Data excerpts Start Marker

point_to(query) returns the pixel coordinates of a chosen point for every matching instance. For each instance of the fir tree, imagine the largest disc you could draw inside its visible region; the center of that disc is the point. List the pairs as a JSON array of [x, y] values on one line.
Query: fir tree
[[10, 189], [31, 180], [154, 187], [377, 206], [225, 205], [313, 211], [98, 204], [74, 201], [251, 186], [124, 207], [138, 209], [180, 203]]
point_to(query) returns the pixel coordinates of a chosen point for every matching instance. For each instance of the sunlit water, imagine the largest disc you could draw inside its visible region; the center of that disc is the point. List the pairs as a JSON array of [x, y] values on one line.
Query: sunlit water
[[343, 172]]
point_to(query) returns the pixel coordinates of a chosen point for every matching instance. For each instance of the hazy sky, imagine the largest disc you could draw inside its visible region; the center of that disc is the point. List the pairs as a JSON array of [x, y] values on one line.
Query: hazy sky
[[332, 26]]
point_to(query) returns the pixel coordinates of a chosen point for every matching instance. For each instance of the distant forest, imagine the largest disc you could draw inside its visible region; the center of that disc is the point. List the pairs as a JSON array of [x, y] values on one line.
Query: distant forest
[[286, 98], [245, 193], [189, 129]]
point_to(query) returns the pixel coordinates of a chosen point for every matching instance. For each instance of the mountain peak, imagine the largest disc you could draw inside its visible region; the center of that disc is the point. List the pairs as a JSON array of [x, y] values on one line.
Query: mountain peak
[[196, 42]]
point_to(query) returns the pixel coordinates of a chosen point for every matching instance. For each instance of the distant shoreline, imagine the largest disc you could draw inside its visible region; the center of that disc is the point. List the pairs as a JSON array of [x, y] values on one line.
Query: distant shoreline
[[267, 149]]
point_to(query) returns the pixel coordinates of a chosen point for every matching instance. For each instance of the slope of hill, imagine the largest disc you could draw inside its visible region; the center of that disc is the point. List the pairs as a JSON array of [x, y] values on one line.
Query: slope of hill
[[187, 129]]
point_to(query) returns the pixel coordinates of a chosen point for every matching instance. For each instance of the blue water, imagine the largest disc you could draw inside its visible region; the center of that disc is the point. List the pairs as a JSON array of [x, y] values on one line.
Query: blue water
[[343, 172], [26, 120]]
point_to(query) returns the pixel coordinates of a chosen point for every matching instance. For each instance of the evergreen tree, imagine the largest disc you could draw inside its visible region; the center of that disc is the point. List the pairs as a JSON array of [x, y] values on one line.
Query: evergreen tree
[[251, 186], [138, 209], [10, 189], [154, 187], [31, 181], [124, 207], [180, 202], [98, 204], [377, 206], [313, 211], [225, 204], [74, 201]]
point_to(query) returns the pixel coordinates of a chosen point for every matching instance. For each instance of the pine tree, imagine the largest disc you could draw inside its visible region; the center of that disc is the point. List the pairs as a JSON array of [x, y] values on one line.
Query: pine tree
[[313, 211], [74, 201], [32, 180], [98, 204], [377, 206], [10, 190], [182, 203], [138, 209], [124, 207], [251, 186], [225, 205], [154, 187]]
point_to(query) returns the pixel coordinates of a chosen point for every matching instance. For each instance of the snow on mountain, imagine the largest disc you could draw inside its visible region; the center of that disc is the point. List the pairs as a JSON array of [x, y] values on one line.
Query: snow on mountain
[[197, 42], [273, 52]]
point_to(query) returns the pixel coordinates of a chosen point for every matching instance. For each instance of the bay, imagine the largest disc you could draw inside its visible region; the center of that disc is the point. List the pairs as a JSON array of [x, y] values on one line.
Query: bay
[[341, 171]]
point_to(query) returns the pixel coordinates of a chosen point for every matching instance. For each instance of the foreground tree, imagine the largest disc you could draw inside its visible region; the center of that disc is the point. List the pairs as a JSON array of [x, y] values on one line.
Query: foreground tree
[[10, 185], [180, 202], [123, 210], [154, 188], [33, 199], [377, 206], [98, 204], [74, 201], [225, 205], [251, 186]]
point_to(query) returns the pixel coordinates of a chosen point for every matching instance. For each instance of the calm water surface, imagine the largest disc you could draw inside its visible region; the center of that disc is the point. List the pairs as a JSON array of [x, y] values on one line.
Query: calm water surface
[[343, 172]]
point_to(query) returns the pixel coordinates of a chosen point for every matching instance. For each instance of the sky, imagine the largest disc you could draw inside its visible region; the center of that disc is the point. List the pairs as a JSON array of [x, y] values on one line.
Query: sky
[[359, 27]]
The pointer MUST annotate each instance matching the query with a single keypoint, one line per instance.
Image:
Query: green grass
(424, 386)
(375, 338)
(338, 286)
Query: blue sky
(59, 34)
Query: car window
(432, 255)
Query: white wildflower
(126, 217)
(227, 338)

Data excerpts End Marker

| Task description |
All the lines above must be output exactly, with none omitted.

| Result of the task |
point_to(query) returns the pixel coordinates of a chosen point for every matching instance. For each instance of the fir tree, imagine the largest disc you could draw inside its visible region; the center of that disc is the point. List the pairs as a JSON array of [x, y] values on one line.
Query: fir tree
[[10, 189], [31, 180], [154, 187], [377, 206], [225, 205], [313, 211], [98, 204], [74, 201], [251, 186], [124, 207], [138, 209], [180, 203]]
point_to(query) returns the pixel coordinates of a chosen point for every matching instance. For each instance of the sunlit water, imagine the largest disc you could draw inside its visible region; the center of that disc is the point. List the pairs as a JSON array of [x, y] values on one line.
Query: sunlit water
[[343, 172]]
point_to(query) returns the pixel coordinates of a chosen point for every matching instance. For each instance of the hazy sky, imagine the largest disc you could draw inside its visible region; the center of that disc is the point. List the pairs as a JSON array of [x, y] values on one line.
Query: hazy sky
[[332, 26]]
point_to(query) returns the pixel coordinates of a chosen point for every matching instance. For each instance of the distant forest, imagine the largest disc you could draw inside its visible region; the center of that disc is the point. List the pairs as a JSON array of [x, y] values on one line.
Query: distant forest
[[286, 98], [245, 193], [189, 129]]
point_to(query) returns the pixel coordinates of a chosen point for every matching instance. For each instance of the mountain peak, imagine the largest disc you could draw inside its visible region; the center of that disc is the point. List the pairs as a JSON array of [x, y] values on one line.
Query: mountain peak
[[196, 42]]
point_to(query) returns the pixel coordinates of a chosen point for every matching instance. For each instance of the distant shoreline, imagine the largest disc you could draw inside its visible region; the center of that disc is the point. List the pairs as a JSON array of [x, y] values on one line.
Query: distant shoreline
[[267, 149]]
point_to(query) returns the pixel coordinates of a chosen point for every matching instance. For each instance of the slope of hill, imagine the largest disc you could draw inside its visible region; the center of that disc is the point. List the pairs as a JSON array of [x, y] values on one line.
Query: slope of hill
[[187, 129]]
point_to(query) returns the pixel coordinates of a chosen point for every matching instance. For each instance of the blue water, imagine the largest disc you could draw inside its visible region; the center of that disc is the point. List the pairs as a JSON array of [x, y] values on one line.
Query: blue water
[[343, 172], [26, 120]]
point_to(query) returns the pixel coordinates of a chosen point for every matching instance. For each instance of the evergreen tree, imagine the largest disc you could draw inside its visible region; the center of that disc is the point. List the pairs as a JSON array of [x, y] values on one line.
Query: evergreen tree
[[251, 186], [138, 209], [10, 189], [154, 187], [31, 181], [124, 207], [180, 202], [98, 204], [377, 206], [313, 211], [225, 204], [74, 201]]
point_to(query) returns the pixel coordinates of a chosen point for every matching instance. For each instance of the pine tree, imagine the largest disc you could draw inside its visible region; the center of that disc is the point. List the pairs as a JSON array of [x, y] values on one line.
Query: pine tree
[[313, 211], [74, 201], [32, 180], [98, 204], [377, 206], [10, 190], [182, 203], [138, 209], [124, 207], [251, 186], [225, 205], [154, 187]]
point_to(query) returns the pixel coordinates of a chosen point for every matching instance. For each instance of the snow on mountain, imagine the largest disc you could draw inside its visible region; the center of that disc is the point. List the pairs as a JSON array of [x, y] values on one line.
Query: snow on mountain
[[197, 42], [273, 52]]
point_to(query) returns the pixel coordinates of a chosen point for every matching instance. For each instance of the bay, imagine the largest disc you could draw inside its visible region; the center of that disc is the point. List the pairs as a JSON array of [x, y] values on one line.
Query: bay
[[341, 171]]
point_to(query) returns the pixel coordinates of a chosen point for every matching instance. For each instance of the foreground tree, imagine the largest disc you could draw inside its visible region; the center of that disc is the point. List the pairs as a JSON array of [x, y] values on one line.
Query: foreground tree
[[10, 185], [180, 202], [123, 210], [154, 188], [33, 199], [377, 206], [98, 204], [74, 201], [225, 205], [251, 186]]
point_to(query) returns the pixel coordinates of a chosen point for every matching instance. For each instance of the calm water surface, imagine the largest disc you could draw inside its visible region; the center of that disc is the point. List the pairs as a JSON array of [x, y] values on one line.
Query: calm water surface
[[343, 172]]
point_to(query) returns the pixel coordinates of a chosen point for every matching instance. For each instance of the sky, imagine the largest disc you could draw inside its visible region; the center of that disc is the point. List the pairs as a JSON array of [x, y] values on one line.
Query: sky
[[359, 27]]
The pointer MUST annotate each instance matching the query with a single keypoint, one line per instance.
Image:
Query: green grass
(424, 386)
(375, 338)
(338, 286)
Query: blue sky
(59, 34)
Query: car window
(432, 255)
Query: white wildflower
(126, 217)
(227, 338)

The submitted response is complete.